_Exercises_
(A) Answer these from the passage on differential privacy:
(i) By what formal definition can typical differential privacy be defined?
(ii) Which enterprise does the passage name as having used differential privacy to transform user data?
(iii) What is the RAPPOR algorithm used for?
(B) Reproduce the differential privacy passage word for word, starting at "Differential privacy (DP)." and ending at "definition of DP.".

_Source text_

Differential privacy (DP). DP shares information of groups within datasets while withhold-
ing individual samples [108–110]. Typical DP can be formally defined by ϵ-differential privacy. It
measures the extent to which a (randomized) statistical function on the dataset reflects whether
an element has been removed [108]. DP has been explored in various data publishing tasks,
such as log data [159, 385], set-valued data [76], correlated network data [75], and crowdsourced
data [278, 344]. It has also been applied to single- and multi-machine computing environments, and
integrated with ML models for protecting model privacy [2, 120, 349]. Enterprises like Apple have
used DP to transform user data into a form from which the true data cannot be reproduced [21].
In Reference [113], researchers proposed the RAPPOR algorithm that satisfies the definition of DP.
The algorithm is used for crowdsourcing statistical analyses of user software. DP is also used to
improve the robustness of AI models against adversarial samples [204].

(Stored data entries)
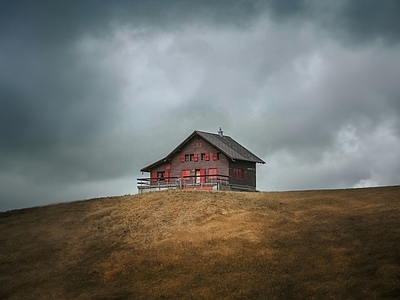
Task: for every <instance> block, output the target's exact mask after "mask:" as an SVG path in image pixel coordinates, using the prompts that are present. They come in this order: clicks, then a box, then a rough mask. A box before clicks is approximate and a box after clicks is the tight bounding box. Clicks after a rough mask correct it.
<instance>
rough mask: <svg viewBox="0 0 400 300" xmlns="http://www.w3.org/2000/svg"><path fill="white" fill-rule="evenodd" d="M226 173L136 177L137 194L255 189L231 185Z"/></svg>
mask: <svg viewBox="0 0 400 300" xmlns="http://www.w3.org/2000/svg"><path fill="white" fill-rule="evenodd" d="M229 178H230V177H229V176H226V175H218V174H215V175H197V176H183V177H161V178H149V177H148V178H138V179H137V187H138V192H139V194H141V193H146V192H151V191H161V190H169V189H185V190H189V189H190V190H191V189H198V190H246V191H255V188H254V187H251V186H247V185H237V184H236V185H233V184H230V183H229Z"/></svg>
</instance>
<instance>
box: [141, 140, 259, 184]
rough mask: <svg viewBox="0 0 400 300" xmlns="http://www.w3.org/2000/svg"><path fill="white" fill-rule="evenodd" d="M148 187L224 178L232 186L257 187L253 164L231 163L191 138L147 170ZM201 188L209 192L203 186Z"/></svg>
mask: <svg viewBox="0 0 400 300" xmlns="http://www.w3.org/2000/svg"><path fill="white" fill-rule="evenodd" d="M148 170H149V171H150V174H151V180H150V185H160V184H161V185H163V184H169V183H172V184H175V183H177V182H183V183H193V184H200V185H202V184H203V183H208V182H212V181H213V180H214V181H215V180H216V178H217V177H218V178H219V179H221V178H222V179H224V180H226V182H227V183H228V184H231V185H235V186H246V187H251V188H253V189H255V187H256V163H255V162H250V161H244V160H233V159H230V158H229V157H228V156H227V155H225V154H224V153H222V152H221V151H220V150H219V149H217V148H216V147H215V146H213V145H212V144H211V143H209V142H208V141H206V140H205V139H203V138H201V137H200V136H198V135H193V136H192V137H191V138H190V139H188V140H187V141H186V142H185V143H184V144H182V145H181V147H180V149H178V150H177V151H176V152H175V153H174V154H172V155H171V156H170V157H168V158H166V159H165V160H164V161H159V162H158V163H155V164H153V165H152V166H151V167H149V169H148ZM203 189H210V187H209V186H204V188H203Z"/></svg>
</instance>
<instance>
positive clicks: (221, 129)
mask: <svg viewBox="0 0 400 300" xmlns="http://www.w3.org/2000/svg"><path fill="white" fill-rule="evenodd" d="M218 134H219V136H224V132H223V131H222V128H221V127H220V128H219V130H218Z"/></svg>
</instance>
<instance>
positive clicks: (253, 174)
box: [229, 160, 256, 188]
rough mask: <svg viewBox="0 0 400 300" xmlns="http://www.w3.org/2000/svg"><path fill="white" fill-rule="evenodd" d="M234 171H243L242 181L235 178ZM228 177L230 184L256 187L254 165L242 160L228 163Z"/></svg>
mask: <svg viewBox="0 0 400 300" xmlns="http://www.w3.org/2000/svg"><path fill="white" fill-rule="evenodd" d="M234 169H242V170H243V173H244V174H243V175H244V176H243V179H238V178H235V176H234ZM229 176H230V183H231V184H238V185H248V186H251V187H254V188H255V187H256V163H254V162H248V161H243V160H237V161H234V162H233V161H230V162H229Z"/></svg>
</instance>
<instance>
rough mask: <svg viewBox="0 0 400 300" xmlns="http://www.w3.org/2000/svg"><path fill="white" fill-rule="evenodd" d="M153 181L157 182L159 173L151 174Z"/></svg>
mask: <svg viewBox="0 0 400 300" xmlns="http://www.w3.org/2000/svg"><path fill="white" fill-rule="evenodd" d="M151 181H152V182H157V172H151Z"/></svg>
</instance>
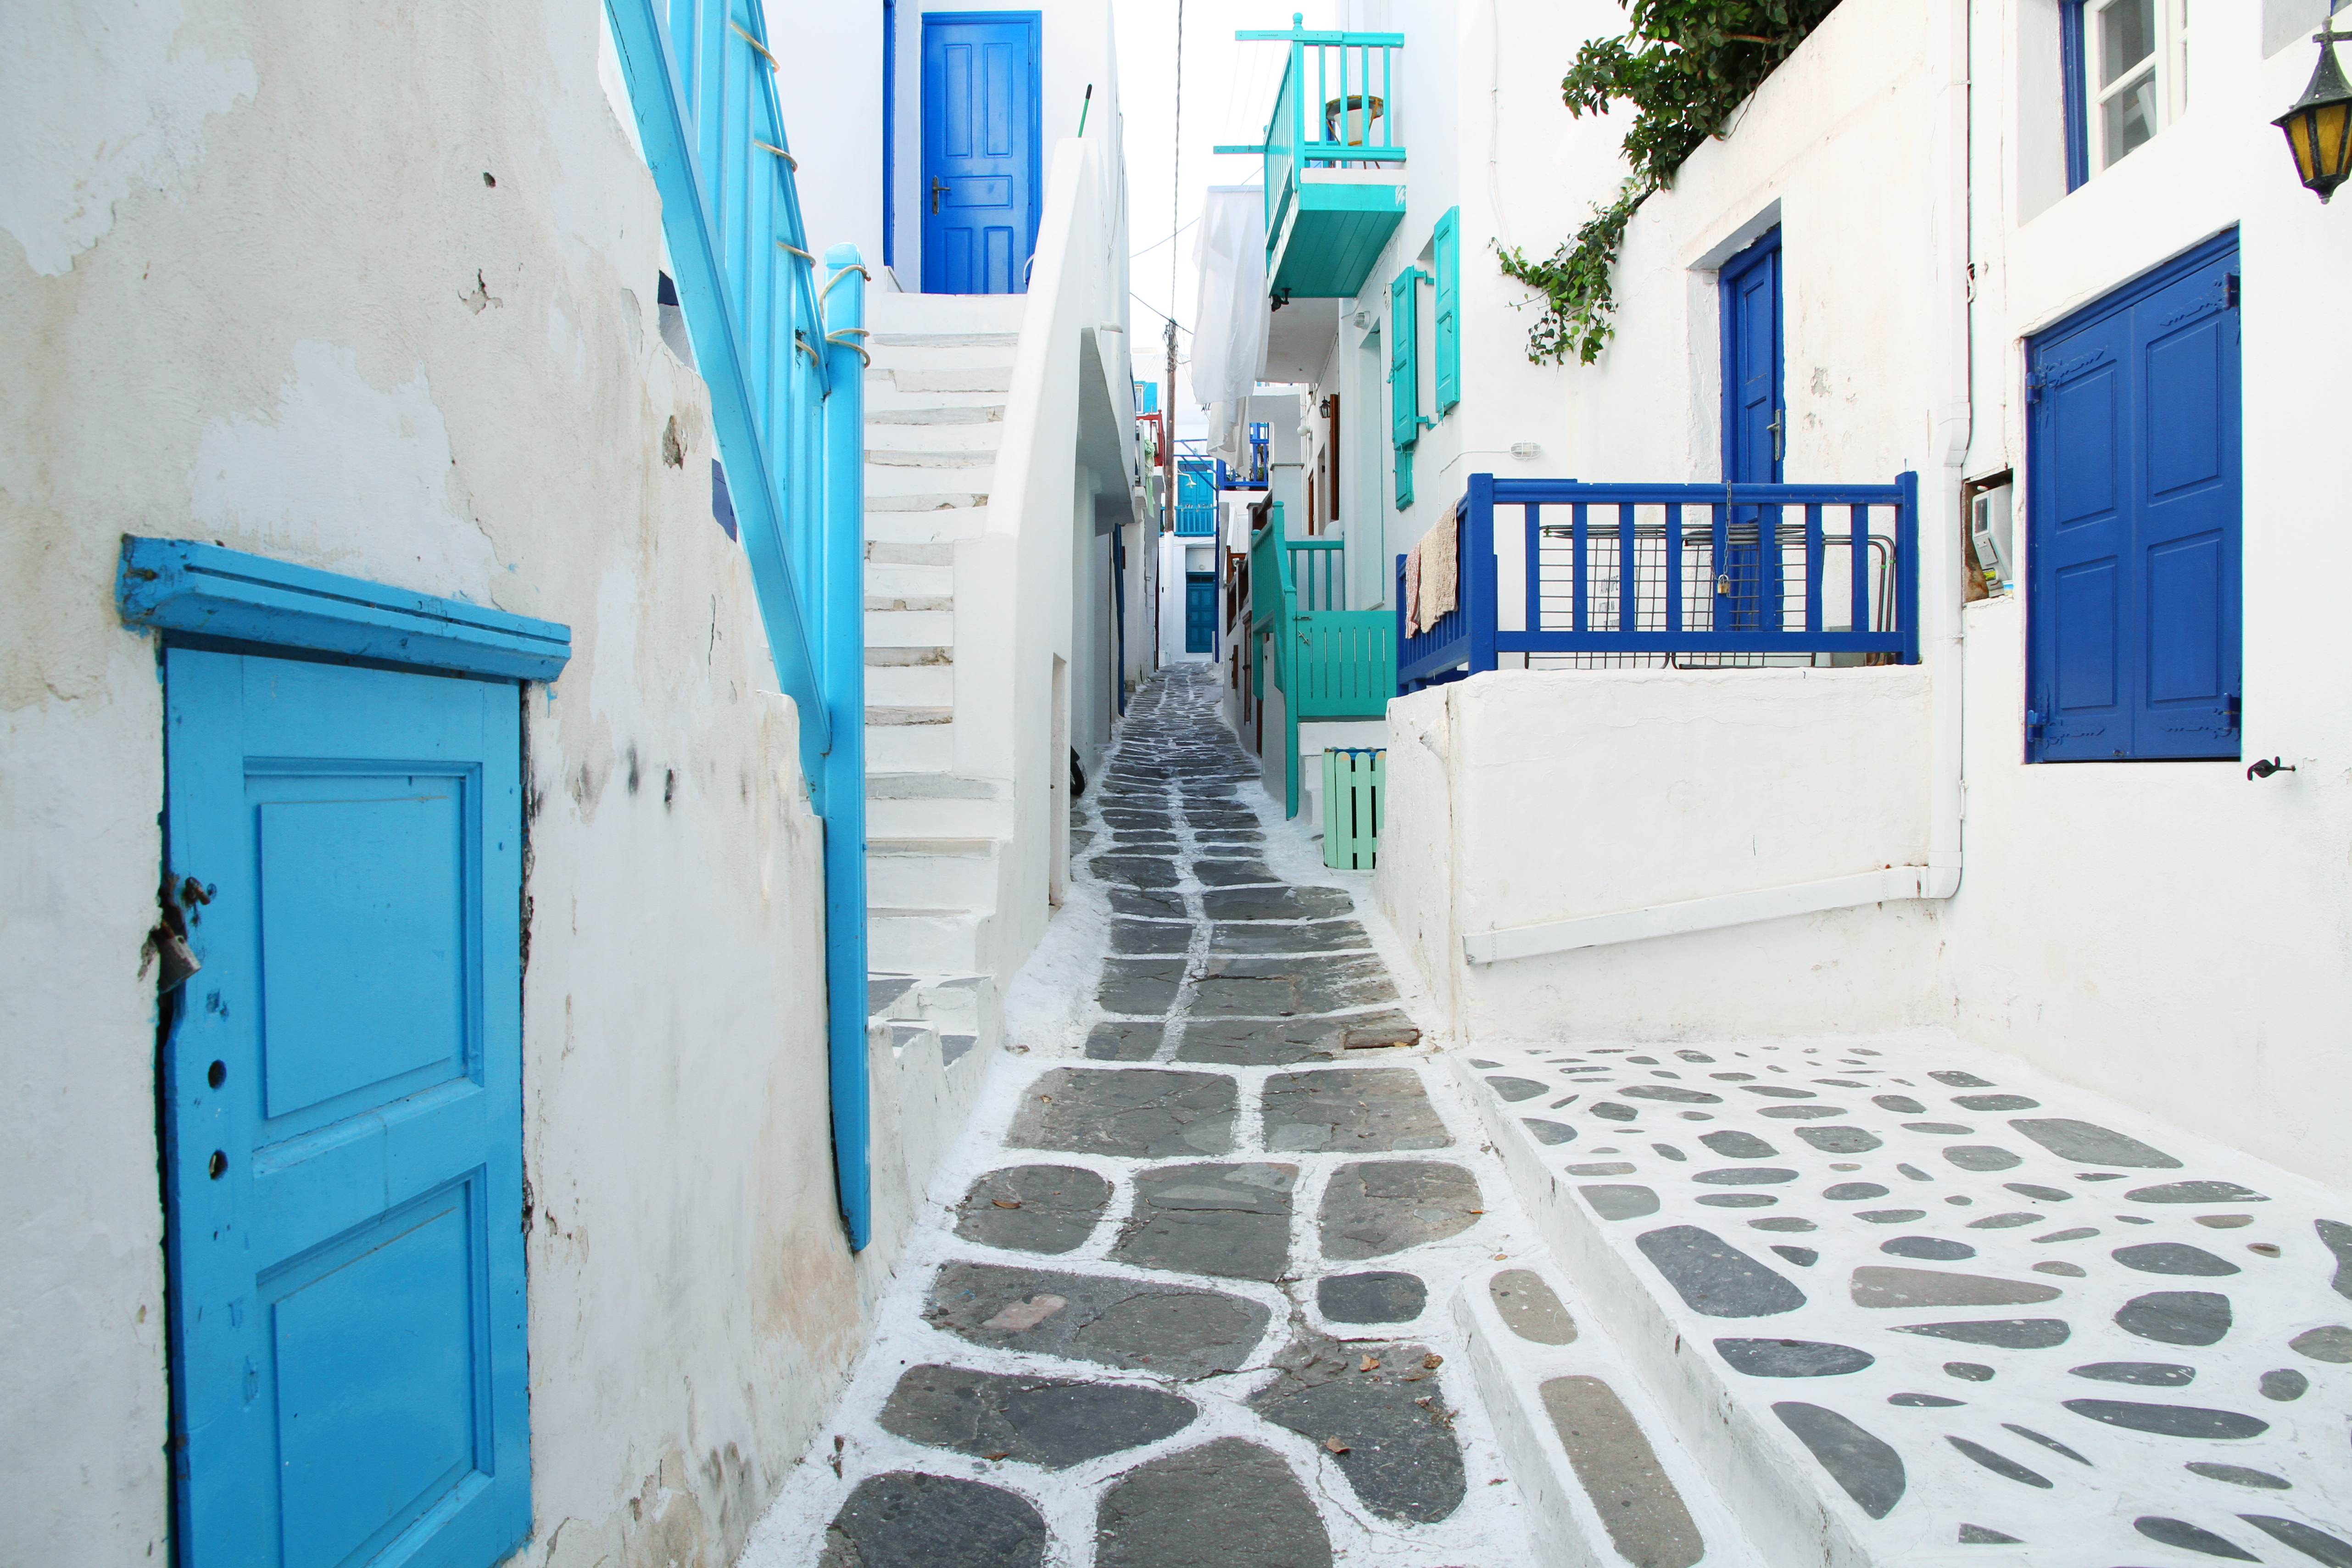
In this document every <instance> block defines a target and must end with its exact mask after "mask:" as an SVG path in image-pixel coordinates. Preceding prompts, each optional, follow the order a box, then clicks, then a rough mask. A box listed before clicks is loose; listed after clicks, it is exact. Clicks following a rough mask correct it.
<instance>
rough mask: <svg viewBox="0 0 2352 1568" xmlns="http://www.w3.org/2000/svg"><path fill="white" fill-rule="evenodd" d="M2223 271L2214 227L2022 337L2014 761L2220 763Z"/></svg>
mask: <svg viewBox="0 0 2352 1568" xmlns="http://www.w3.org/2000/svg"><path fill="white" fill-rule="evenodd" d="M2237 296H2239V259H2237V235H2234V233H2230V235H2223V237H2220V240H2211V242H2206V244H2201V247H2197V249H2194V252H2190V254H2185V256H2180V259H2176V261H2171V263H2166V266H2161V268H2157V270H2154V273H2150V275H2147V277H2140V280H2138V282H2131V284H2126V287H2122V289H2117V292H2114V294H2110V296H2107V299H2100V301H2096V303H2093V306H2086V308H2084V310H2077V313H2074V315H2070V317H2067V320H2063V322H2058V324H2056V327H2051V329H2046V331H2042V334H2037V336H2032V339H2030V341H2027V550H2025V569H2027V599H2025V614H2027V693H2030V696H2027V755H2030V759H2032V762H2131V759H2136V762H2159V759H2180V762H2185V759H2199V757H2204V759H2234V757H2237V755H2239V693H2241V508H2244V465H2241V428H2239V423H2241V421H2239V407H2241V397H2239V313H2237Z"/></svg>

_Answers to the exercise_
(A)
(i) ϵ-differential privacy
(ii) Apple
(iii) Crowdsourcing statistical analyses of user software

(B)
Differential privacy (DP). DP shares information of groups within datasets while withhold-
ing individual samples [108–110]. Typical DP can be formally defined by ϵ-differential privacy. It
measures the extent to which a (randomized) statistical function on the dataset reflects whether
an element has been removed [108]. DP has been explored in various data publishing tasks,
such as log data [159, 385], set-valued data [76], correlated network data [75], and crowdsourced
data [278, 344]. It has also been applied to single- and multi-machine computing environments, and
integrated with ML models for protecting model privacy [2, 120, 349]. Enterprises like Apple have
used DP to transform user data into a form from which the true data cannot be reproduced [21].
In Reference [113], researchers proposed the RAPPOR algorithm that satisfies the definition of DP.